**Labeled box records:**
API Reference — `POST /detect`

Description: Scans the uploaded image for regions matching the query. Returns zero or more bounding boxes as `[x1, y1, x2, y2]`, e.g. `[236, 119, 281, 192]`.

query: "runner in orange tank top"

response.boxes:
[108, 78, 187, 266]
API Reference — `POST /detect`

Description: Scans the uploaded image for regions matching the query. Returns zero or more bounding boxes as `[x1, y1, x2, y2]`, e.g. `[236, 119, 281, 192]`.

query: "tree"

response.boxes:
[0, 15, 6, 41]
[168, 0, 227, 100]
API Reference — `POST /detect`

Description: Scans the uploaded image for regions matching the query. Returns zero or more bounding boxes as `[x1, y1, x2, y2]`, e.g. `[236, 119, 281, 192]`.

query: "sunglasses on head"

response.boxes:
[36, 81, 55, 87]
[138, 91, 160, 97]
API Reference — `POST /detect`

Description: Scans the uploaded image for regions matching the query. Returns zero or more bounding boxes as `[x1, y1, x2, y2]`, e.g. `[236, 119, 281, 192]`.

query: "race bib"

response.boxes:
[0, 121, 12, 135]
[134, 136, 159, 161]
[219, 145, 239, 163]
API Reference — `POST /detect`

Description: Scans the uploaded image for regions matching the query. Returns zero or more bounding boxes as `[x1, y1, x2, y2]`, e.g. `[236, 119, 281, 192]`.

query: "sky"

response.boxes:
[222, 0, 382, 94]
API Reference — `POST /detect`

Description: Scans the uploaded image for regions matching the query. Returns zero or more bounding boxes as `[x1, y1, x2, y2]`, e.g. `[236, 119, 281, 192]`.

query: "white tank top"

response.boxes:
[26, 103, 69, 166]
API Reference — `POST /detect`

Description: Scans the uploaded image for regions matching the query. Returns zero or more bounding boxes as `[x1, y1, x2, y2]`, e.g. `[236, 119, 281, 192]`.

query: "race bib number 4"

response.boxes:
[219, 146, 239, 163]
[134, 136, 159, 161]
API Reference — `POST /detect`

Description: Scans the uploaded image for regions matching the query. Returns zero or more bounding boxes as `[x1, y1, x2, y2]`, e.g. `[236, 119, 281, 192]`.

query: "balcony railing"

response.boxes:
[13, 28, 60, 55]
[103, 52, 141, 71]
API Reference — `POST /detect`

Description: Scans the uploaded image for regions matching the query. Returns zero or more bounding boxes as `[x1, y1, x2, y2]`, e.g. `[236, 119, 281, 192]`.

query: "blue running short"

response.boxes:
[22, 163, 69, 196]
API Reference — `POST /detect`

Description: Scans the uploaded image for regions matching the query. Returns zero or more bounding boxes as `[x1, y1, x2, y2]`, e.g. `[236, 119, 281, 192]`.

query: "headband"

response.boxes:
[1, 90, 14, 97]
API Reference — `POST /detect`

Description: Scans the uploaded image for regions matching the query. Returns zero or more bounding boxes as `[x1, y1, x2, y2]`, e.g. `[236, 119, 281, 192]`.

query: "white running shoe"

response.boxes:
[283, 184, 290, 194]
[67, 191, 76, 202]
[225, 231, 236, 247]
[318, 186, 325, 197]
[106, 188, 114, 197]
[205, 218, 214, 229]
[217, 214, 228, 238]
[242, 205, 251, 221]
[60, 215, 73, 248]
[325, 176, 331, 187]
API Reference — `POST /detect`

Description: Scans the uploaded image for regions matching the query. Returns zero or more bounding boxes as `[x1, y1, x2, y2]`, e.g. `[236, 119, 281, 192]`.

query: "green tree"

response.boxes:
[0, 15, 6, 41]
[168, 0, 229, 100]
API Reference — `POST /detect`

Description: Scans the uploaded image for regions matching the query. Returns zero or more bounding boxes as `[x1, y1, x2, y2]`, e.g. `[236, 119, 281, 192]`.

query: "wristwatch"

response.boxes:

**BRIEF:** Rename "response.boxes" to "output.boxes" throughout the items above, keeping every other line as it is.

**TASK SOLUTION:**
API Reference — `POST /detect`

Description: Scans the uploaded image for regions matching the query. Returns zero or more bounding boxes as `[x1, y1, x2, y2]`, e.g. `[236, 119, 281, 192]`.

query: "runner in orange tank top"

output.boxes:
[108, 78, 187, 266]
API Reference — `POST /detect`

Description: Scans the uploaded image for regions matching the query. Returns zero or more bounding boxes as `[x1, y1, x2, y2]`, e.g. `[236, 119, 281, 192]`.

query: "tree"

output.boxes:
[0, 15, 6, 41]
[168, 0, 227, 100]
API Reference — `POST /detect`

Description: Scans the uploaded image for regions matching the query. Returns zero or more bounding boxes as `[x1, y1, x2, y2]`, e.g. `[236, 119, 281, 192]`.

query: "sunglasses on head"

output.boxes:
[36, 81, 55, 87]
[138, 91, 160, 97]
API Reference — `POST /detect`

Description: Scans the uploaded image for regions matching the query. Returns zero or more bounding boxes as `[x1, y1, x2, y2]`, e.g. `[236, 119, 281, 192]`.

query: "race bib"

output.boxes:
[0, 121, 12, 135]
[134, 136, 159, 161]
[219, 145, 239, 163]
API Reference — `POST /detect`

Description: Scans the uploaded image for regions matching the query. Returns zero or more bounding boxes as `[x1, y1, x2, y2]`, e.g. `[236, 119, 281, 192]`.

query: "sky"

output.boxes:
[222, 0, 382, 94]
API Reference — `POST /detect`

Description: Scans the uploaded image for regions matching the query. Returns zero or more bounding boxes as `[x1, y1, x2, y2]`, e.g. `[236, 119, 281, 192]`.

query: "white tank top"

output.boxes:
[26, 103, 69, 166]
API Reference — `POST /detect`

Description: Scans the uploaded image for regions matching the query. Returns zero or more bounding boxes as `[x1, y1, x2, y2]`, e.g. `[236, 119, 281, 192]`.

query: "race bib number 4"

output.boxes:
[219, 146, 239, 163]
[134, 136, 159, 161]
API Reference — `POST /detect`

Description: Scans the uploaded image for regions matching the query. Returns zero or more bounding boxes as `[x1, y1, x2, y2]`, e.g. `[236, 119, 281, 192]`.

query: "balcony railing"

output.boxes:
[13, 28, 60, 55]
[103, 52, 141, 71]
API Reference — `POST /detect`

Description: Scans the uploaded image for regions matching the query. Returns zero or more bounding boxes as `[x1, y1, x2, y2]`, e.g. `[236, 119, 281, 192]`.

query: "blue running short"

output.boxes:
[22, 163, 69, 196]
API Reference — `POST /detect`

Description: Scans the uploaded image for regions matching the query. Returns zero or more bounding boxes as `[x1, y1, x2, y2]`, e.g. `[236, 119, 281, 192]`.

query: "headband"

output.boxes:
[1, 90, 14, 97]
API Reference — `POST /detect`

Description: Scans the uploaded image for regions matching the query. Returns zero or more bounding boxes as `[x1, y1, x2, y2]`, e.g. `[236, 119, 281, 192]`.

query: "white running shoe"

output.boxes:
[283, 184, 290, 194]
[67, 191, 76, 202]
[225, 231, 236, 247]
[318, 186, 325, 197]
[106, 188, 114, 197]
[205, 218, 214, 229]
[217, 214, 228, 238]
[242, 205, 251, 221]
[60, 215, 73, 248]
[325, 176, 331, 187]
API Reference — `POST /detect`

Description: Scans the uploaded image for regions matching the query. Returns zero or more bounding boxes as `[x1, y1, x2, y2]`, e.g. `[236, 119, 281, 192]`.

query: "green tree"

output.boxes:
[0, 15, 6, 41]
[168, 0, 229, 100]
API Reference — `POST /detect`

Description: Scans the uploaded image for regions matching the query. Returns zero or more bounding boxes as `[x1, y1, x2, y2]`, e.g. `[236, 119, 281, 192]`.

query: "wristwatch"

output.boxes:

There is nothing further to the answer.